* [Doel]
Zet de brontekst over de studentenweek in de leegstaande Amsterdamse energiecentrale voort, te beginnen na de laatste zin.

* [Brontekst]
>>>>>

Een tijdelijk ‘living-lab’ voor herbestemmingsideeën. Zo functioneerden de afgelopen vijf dagen de inmiddels wat versleten aandoende ruimtes in het kopgebouw van een Amsterdamse energiecentrale. ‘Maar we moeten niet alleen maar dromen, we moeten ook aan de slag’.

Studenten van acht verschillende opleidingen committeren zich vijf dagen lang aan het enorme gebouw. Doel: Op een interdisciplinaire manier innovatieve strategieën ontwikkelen voor de omgang met leegstand. Casus: de voormalige, rijksmonumentale energiecentrale aan de Hoogte Kadijk 400 in Amsterdam. Thema: Energie als driver of change.

Slapende reus

Een 122 meter lang complex uit 1903 ligt als een grote, slapende reus in de binnenstad van Amsterdam te wachten op een herbestemming. Artis, het Scheepvaartmuseum, het Tropenmuseum en de Indische buurt liggen allemaal op loopafstand. In de Week van het Lege Gebouw (WvhLG) gaan dit jaar 45 studenten van 8 verschillende opleidingen in een interdisciplinair proces op zoek naar innovatieve ontwerpen en ontwikkelstrategieën om het gebouw een nieuw leven te geven.

Ontwerpkracht

De studenten worden op gang geholpen door presentaties van onder andere Gerard OudHaarlem, voormalig directeur bij gebouweigenaar Liander, Rijksbouwmeester Floris Alkemade, lector bouwtransformatie Frank Suurenbroek (Hogeschool van Amsterdam) en Eerste Kamerlid van D66 Paul Schnabel. ‘Welke krachten spelen er? Welke vragen bestaan er? Wat vind je belangrijke waarden binnen het gebouw en in de omgeving? Welke behoeftes bestaan er in de stad en hoe benut je de kwaliteiten van het gebouw in je ontwerp?

Floris Alkemade stimuleert de studenten om vooral vrijuit na te denken en hun ontwerpkracht optimaal te benutten. ‘Durf te twijfelen en te falen. Aarzel niet om in te grijpen, ga niet op je handen zitten, maar gebruik ze.’ Die ontwerpkracht komt al snel uit de verf. Na twee dagen hangen de wanden vol schetsen en schema’s. Plattegronden van de stad, wijk en gebouw overlappen elkaar. Speculaasverpakkingen worden gebouwvolumes, staalborstels worden kraanbruggen en waterflesjes zijn plotseling vergistingstanken.

<<<<<

* [Gegevens]

>>>>>

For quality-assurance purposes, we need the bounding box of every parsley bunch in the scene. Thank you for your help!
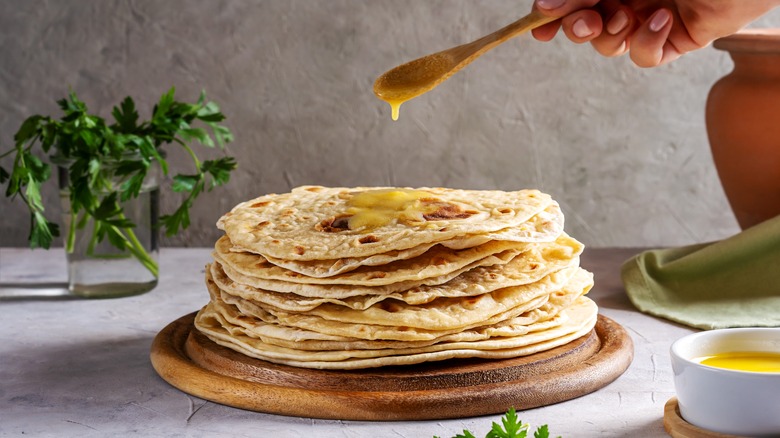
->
[433,408,560,438]
[0,88,236,277]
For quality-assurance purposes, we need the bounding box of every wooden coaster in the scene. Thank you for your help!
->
[664,397,739,438]
[151,313,633,420]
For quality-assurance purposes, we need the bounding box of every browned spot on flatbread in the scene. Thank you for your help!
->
[367,271,387,280]
[379,300,402,313]
[314,214,352,233]
[423,201,472,221]
[358,235,379,243]
[431,257,447,266]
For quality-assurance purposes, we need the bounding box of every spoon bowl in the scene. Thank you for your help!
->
[374,10,557,120]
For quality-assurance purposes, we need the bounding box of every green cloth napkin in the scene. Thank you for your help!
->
[622,216,780,329]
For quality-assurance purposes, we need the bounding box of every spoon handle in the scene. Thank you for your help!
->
[451,9,560,64]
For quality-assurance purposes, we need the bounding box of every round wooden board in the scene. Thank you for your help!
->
[151,313,634,420]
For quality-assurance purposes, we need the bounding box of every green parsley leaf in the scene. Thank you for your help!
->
[434,408,561,438]
[0,87,236,275]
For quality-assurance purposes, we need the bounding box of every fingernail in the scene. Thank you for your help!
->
[536,0,566,9]
[607,10,628,35]
[571,19,593,38]
[650,9,672,32]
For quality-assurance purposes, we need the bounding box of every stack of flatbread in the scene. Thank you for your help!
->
[195,186,597,369]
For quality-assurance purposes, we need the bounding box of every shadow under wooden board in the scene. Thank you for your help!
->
[151,313,634,421]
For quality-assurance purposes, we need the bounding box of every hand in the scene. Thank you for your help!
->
[533,0,780,67]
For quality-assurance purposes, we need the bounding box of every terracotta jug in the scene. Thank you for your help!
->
[706,29,780,229]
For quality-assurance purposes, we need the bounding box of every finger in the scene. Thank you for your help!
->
[531,20,561,41]
[561,9,604,43]
[534,0,599,17]
[629,9,681,67]
[591,6,637,56]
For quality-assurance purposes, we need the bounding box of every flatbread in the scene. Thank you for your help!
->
[208,234,583,312]
[253,203,563,277]
[196,297,598,369]
[217,186,553,260]
[214,236,529,286]
[207,268,593,341]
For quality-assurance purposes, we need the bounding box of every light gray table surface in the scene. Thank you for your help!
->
[0,248,693,438]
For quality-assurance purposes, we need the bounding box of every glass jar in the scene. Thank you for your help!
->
[58,164,160,298]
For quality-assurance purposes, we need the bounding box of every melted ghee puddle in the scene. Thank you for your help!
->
[347,189,434,230]
[698,351,780,373]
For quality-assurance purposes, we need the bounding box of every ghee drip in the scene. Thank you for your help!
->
[698,351,780,373]
[374,53,453,120]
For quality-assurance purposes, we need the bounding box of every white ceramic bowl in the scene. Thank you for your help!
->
[671,328,780,437]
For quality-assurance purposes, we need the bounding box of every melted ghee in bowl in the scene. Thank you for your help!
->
[697,351,780,373]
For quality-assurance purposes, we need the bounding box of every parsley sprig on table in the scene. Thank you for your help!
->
[434,408,560,438]
[0,88,236,276]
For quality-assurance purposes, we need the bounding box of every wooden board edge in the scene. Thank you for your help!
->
[150,314,633,421]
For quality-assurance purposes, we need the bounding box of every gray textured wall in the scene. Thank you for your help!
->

<<<<<

* [Uitkomst]
Waardecreatie

Voor het zover is, zijn vrijwel alle groepen de buurt in gegaan. ‘We willen weten wat buurtbewoners denken over dit gebouw, welke ideeën er bestaan en waar behoefte aan is in de buurt”, aldus een van de studenten. Paul Morel (Stadsherstel Amsterdam) bevraagt en adviseert; tot welke schaal wil je je verhouden? Internationaal? Landelijk? Op stadsniveau of alleen in de buurt? Je moet heel bewust nadenken over je positionering.’

Groep 6 is ondertussen volop in overleg. Karim van Knippenburg, student Erfgoedstudies aan de VU, legt uit: ‘We willen onbelemmerd te werk gaan, meervormig kunnen denken en ons niet laten belemmeren door iets praktisch als een monumentenstatus.’ Bart Kruijshoop en Richard Seuters, beide docenten aan Saxion Hogeschool, faciliteren het groepsproces met zichtbare passie en plezier. Bart Kruijshoop hamert op de concrete uitwerking van de abstractere ambities en denkrichtingen van de groep. ‘Benoem wat je concreet gaat doen om je gewenste innovatieklimaat te realiseren. Voor wie doe je het? Waarom zou ik wel hier naartoe gaan en niet naar een andere plek?’

Richard Seuters: Het gaat om waardecreatie. Je moet je ontwikkelvisie op verschillende niveaus aanvliegen. Ambities, realisme en acties aan elkaar koppelen.’ Langzaam maar zeker rolt er een flexibel en duurzaam ontwikkelingsplan uit met drie fases scenario’s. ‘Hoe we dit morgen gaan presenteren? Geen idee, alle tekeningen zijn al lang weer achterhaald’, aldus bouwkundestudent Matthijs Bos.

Discussie

Wat opvalt zijn de verschillende discussies en processen tussen de teams. Waar groep 6 fanatiek discussieert over waardecreatie, slow-development en adaptief ontwikkelen, spreekt groep 7 over een collectieve en decentrale energieopwekking, KWh’s, nieuwe bruggen en wijkverbindingen. ‘En kijk, we hebben het ook alvast op een bonnetje uitgerekend.’

De transitie in de energievoorziening is een actueel vraagstuk. De ondertitel van de WvhLG; energie as driver of change verwijst in figuurlijke zin naar de energietransitie als maatschappelijk thema en, in concrete zin, naar de opgave voor het hergebruik van de energiecentrale. Het lijkt voor de huidige studenten vanzelfsprekend om qua duurzaamheid alles uit de kast te halen.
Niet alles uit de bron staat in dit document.